Maar het is voornamelijk de tweede innovatie die veelbelovend is. In plaats van alle data te aggregeren om daar patronen in te herkennen wilt Google het in de toekomst anders aanpakken. Elke nacht, als jouw GSM in het stopcontact zit, kan jouw GSM lokaal die patronen leren herkennen, waarop dat model — en niet langer de data — met Google gedeeld wordt. Al die modellen worden vervolgens samengebracht om tot een genuanceerde set van regels te komen. Die set van regels wordt dan met elk toestel gedeeld. Dit hele proces heet federated learning.

Een technologisch hoogstandje

Een recente paper die geschreven werd door onderzoekers bij Google verwoordt het als volgt: “Federated Learning  is one instance of the more general approach of ‘bringing the code to the data, instead of the data to the code.’”

Bij federated learning kunnen we drie fases onderscheiden: (1) selectie, (2) configuratie en (3) rapportering.

In de selectiefase worden de toestellen geselecteerd die het model mogen verbeteren. Er zijn verschillende criteria. Zo haalt de Google-paper aan dat de eigenaars van geselecteerde toestellen geen negatieve impact mogen ondervinden wat betreft gebruikerservaring, batterijduur en datagebruik. Met andere woorden: toestellen dienen in het stopcontact te zitten, een wifi-verbinding te hebben en niet in gebruik te zijn.

Om het model te verbeteren wordt het meest recente model met de geselecteerde toestellen gedeeld. Deze toestellen gaan met de lokaal verzamelde data aan de slag en zullen hiermee het model herconfigureren, om het een fractie te verbeteren.

Eenmaal dat proces rond is wordt die update gerapporteerd aan de centrale server, die de verschillende updates aggregeert. Dit nieuwe, verbeterde model wordt weggeschreven naar een server, waardoor alle toestellen ze kunnen gebruiken en het trainingsproces zich later kan herhalen. 

Wat is het verschil tussen federated learning en distributed learning?

In een eerder klassieke vorm van distributed learning bestaat er een parameter server die alle parameters op de working nodes beheert en monitort. Het gebeurt voornamelijk in een context waarbij modellen getraind worden met rekenkracht en op data over verschillende servers heen.

Bij federated learning is dat niet het geval. Er is geen parameter server. Federated learning is een vorm van distributed learning waarbij meer “macht” komt te liggen bij de deelnemende toestellen — de working nodes. Die hebben zelf autoriteit over de lokale data en hun context bepaalt of ze kunnen of willen deelnemen aan het trainingsproces. Federated learning opereert niet alleen in een meer complexe context, ook de bescherming van privacy staat er centraal.

Een goede analogie is het verschil tussen Frankrijk en Duitsland. De eerste is een unitaire staat waar wetten geschreven en uitgewerkt worden in Parijs. Berlijn moet echter rekening houden met de politieke autoriteit van de Länder (staten), die in verschillende domeinen wat in de pap te brokken hebben.

bron: https://www.fedai.org/

Een einde aan het privacydebat in de tech-industrie?

## Aangeleverd materiaal

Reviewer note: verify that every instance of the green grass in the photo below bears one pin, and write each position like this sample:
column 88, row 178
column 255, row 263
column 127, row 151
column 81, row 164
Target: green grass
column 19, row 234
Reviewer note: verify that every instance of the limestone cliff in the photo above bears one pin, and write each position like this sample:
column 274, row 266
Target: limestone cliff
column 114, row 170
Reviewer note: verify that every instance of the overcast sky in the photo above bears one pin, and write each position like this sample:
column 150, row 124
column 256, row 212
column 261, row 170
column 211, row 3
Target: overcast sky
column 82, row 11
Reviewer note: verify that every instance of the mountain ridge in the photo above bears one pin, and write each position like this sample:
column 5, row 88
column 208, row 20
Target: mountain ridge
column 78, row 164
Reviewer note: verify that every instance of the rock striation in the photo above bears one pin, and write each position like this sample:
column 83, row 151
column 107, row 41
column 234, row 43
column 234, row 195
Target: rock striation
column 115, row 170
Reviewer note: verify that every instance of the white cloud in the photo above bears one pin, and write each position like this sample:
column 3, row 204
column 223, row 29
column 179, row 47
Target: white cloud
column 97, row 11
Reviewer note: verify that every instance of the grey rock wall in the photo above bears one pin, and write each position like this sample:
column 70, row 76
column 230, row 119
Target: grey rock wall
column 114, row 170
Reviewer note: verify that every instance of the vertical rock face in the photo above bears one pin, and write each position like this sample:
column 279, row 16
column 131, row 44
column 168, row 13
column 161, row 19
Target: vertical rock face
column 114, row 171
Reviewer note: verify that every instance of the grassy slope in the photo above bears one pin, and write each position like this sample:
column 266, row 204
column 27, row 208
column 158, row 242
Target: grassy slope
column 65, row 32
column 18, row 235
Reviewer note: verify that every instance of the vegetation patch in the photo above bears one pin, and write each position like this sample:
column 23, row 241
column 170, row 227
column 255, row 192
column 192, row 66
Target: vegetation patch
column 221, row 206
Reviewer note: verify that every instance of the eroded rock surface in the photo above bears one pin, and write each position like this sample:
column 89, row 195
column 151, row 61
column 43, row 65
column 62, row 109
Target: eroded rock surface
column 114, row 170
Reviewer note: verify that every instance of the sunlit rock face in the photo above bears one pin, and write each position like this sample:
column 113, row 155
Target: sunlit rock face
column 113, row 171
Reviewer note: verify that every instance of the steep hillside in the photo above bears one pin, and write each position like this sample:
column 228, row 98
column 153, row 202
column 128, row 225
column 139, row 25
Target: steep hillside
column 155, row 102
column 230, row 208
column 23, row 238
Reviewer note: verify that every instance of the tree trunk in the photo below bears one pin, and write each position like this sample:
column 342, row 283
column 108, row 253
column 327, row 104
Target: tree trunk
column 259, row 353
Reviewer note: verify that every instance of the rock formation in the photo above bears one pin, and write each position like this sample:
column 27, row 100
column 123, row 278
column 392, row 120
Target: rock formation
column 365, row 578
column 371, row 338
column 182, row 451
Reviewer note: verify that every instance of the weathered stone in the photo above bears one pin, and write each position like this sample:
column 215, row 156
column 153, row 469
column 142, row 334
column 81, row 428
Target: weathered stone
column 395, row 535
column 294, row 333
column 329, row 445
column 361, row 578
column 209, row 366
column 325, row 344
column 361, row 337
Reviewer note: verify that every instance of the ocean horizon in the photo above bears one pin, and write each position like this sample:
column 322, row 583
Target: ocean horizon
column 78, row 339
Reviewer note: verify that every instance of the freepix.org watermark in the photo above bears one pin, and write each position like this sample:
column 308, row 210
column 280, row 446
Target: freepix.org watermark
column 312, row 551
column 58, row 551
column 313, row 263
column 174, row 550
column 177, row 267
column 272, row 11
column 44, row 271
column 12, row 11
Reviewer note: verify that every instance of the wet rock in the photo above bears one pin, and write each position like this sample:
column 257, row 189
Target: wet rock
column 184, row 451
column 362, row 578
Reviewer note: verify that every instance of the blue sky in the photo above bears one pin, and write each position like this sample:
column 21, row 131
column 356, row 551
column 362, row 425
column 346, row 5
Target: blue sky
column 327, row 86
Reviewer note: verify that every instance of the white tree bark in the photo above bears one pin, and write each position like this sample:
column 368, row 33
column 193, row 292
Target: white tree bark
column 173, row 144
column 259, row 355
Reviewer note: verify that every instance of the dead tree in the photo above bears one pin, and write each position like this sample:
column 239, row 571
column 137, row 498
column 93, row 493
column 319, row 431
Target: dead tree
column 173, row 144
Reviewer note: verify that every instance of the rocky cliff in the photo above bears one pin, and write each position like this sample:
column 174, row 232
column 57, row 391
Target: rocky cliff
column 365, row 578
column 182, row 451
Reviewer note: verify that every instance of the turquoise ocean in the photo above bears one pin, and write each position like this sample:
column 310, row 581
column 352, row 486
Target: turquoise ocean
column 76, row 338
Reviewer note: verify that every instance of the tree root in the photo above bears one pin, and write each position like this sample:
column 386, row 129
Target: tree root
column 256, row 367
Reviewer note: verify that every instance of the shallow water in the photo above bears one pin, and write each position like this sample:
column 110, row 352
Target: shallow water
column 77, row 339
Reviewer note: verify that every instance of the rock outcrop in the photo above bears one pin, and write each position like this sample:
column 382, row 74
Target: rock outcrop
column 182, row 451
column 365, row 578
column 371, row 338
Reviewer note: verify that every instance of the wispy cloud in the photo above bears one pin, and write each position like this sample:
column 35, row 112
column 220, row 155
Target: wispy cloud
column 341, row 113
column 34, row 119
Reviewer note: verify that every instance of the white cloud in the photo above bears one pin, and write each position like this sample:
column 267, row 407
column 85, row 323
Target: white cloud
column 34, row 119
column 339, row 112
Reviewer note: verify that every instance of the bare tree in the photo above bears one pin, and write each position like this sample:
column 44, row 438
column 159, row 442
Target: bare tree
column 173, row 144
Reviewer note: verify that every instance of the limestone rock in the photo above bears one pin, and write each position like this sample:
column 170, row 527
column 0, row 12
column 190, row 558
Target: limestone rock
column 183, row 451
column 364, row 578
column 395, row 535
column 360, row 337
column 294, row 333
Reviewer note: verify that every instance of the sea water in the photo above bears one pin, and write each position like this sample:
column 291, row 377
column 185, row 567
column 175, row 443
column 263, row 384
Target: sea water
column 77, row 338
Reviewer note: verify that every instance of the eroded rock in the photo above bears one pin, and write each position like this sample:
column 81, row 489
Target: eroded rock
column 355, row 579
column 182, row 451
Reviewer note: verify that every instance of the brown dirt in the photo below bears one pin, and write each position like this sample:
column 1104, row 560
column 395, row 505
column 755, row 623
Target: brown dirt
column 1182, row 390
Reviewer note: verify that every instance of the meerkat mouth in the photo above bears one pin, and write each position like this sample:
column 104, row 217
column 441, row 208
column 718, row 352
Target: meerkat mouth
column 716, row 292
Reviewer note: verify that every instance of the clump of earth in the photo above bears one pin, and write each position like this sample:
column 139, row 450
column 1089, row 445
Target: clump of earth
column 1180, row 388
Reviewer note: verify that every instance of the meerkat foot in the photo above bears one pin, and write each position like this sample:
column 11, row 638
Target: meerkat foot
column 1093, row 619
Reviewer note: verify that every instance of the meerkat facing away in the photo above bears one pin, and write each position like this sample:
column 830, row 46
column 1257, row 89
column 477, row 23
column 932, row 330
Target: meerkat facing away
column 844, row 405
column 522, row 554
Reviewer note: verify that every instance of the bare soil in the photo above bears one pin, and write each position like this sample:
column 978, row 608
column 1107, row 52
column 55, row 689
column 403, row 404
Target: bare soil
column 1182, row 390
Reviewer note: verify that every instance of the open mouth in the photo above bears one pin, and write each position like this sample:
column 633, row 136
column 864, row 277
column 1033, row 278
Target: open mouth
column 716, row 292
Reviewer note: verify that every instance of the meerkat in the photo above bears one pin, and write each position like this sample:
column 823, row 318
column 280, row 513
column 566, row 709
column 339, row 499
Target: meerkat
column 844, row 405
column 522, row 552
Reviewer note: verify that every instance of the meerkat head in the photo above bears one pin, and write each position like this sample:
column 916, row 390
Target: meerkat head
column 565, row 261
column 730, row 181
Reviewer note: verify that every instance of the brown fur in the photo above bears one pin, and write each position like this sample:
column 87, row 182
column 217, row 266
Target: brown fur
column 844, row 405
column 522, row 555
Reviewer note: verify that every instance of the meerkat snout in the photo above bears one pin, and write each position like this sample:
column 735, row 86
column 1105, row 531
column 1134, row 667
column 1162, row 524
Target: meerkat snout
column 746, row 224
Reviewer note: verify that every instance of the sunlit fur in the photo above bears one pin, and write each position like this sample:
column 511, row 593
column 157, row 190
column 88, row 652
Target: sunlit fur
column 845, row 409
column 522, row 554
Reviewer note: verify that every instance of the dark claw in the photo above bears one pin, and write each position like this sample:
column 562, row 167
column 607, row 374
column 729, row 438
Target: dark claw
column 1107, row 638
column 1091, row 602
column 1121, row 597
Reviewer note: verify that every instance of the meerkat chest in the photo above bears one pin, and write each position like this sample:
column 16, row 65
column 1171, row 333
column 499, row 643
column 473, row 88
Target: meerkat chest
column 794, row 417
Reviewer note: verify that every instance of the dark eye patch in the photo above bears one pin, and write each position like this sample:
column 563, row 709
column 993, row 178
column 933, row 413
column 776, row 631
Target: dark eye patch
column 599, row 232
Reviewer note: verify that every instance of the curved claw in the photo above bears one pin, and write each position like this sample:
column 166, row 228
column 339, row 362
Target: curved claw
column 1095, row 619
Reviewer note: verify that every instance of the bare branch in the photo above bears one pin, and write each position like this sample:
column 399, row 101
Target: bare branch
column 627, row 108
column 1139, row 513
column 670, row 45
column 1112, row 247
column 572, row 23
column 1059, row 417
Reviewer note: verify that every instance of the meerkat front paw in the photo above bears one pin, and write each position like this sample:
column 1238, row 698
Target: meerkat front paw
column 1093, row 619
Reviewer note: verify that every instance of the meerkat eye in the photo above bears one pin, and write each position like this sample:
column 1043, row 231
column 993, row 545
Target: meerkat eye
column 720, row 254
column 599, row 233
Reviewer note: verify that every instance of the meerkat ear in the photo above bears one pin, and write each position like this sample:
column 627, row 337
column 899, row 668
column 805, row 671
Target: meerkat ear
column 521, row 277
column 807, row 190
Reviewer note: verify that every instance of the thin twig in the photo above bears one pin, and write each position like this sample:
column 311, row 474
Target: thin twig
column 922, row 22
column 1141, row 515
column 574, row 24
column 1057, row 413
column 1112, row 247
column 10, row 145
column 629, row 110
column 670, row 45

## Wat gevraagd wordt
(1) Geef voor elke bewering aan of ze klopt met de tekst over federated learning, met ja of nee en de beslissende woorden letterlijk geciteerd: (a) bij federated learning worden de data van het toestel met Google gedeeld; (b) geselecteerde toestellen moeten een wifi-verbinding hebben; (c) bij federated learning is er een parameter server.
(2) Welke drie fases van federated learning onderscheidt de tekst over federated learning?
(3) Typ uit de tekst over federated learning het stuk van "Bij federated learning is" tot en met "staat er centraal." woord voor woord over.

## Antwoorden
(1)
(a) Nee: "waarop dat model — en niet langer de data — met Google gedeeld wordt"
(b) Ja: "toestellen dienen in het stopcontact te zitten, een wifi-verbinding te hebben en niet in gebruik te zijn"
(c) Nee: "Er is geen parameter server."

(2) Selectie, configuratie en rapportering.

(3)
Bij federated learning is dat niet het geval. Er is geen parameter server. Federated learning is een vorm van distributed learning waarbij meer “macht” komt te liggen bij de deelnemende toestellen — de working nodes. Die hebben zelf autoriteit over de lokale data en hun context bepaalt of ze kunnen of willen deelnemen aan het trainingsproces. Federated learning opereert niet alleen in een meer complexe context, ook de bescherming van privacy staat er centraal.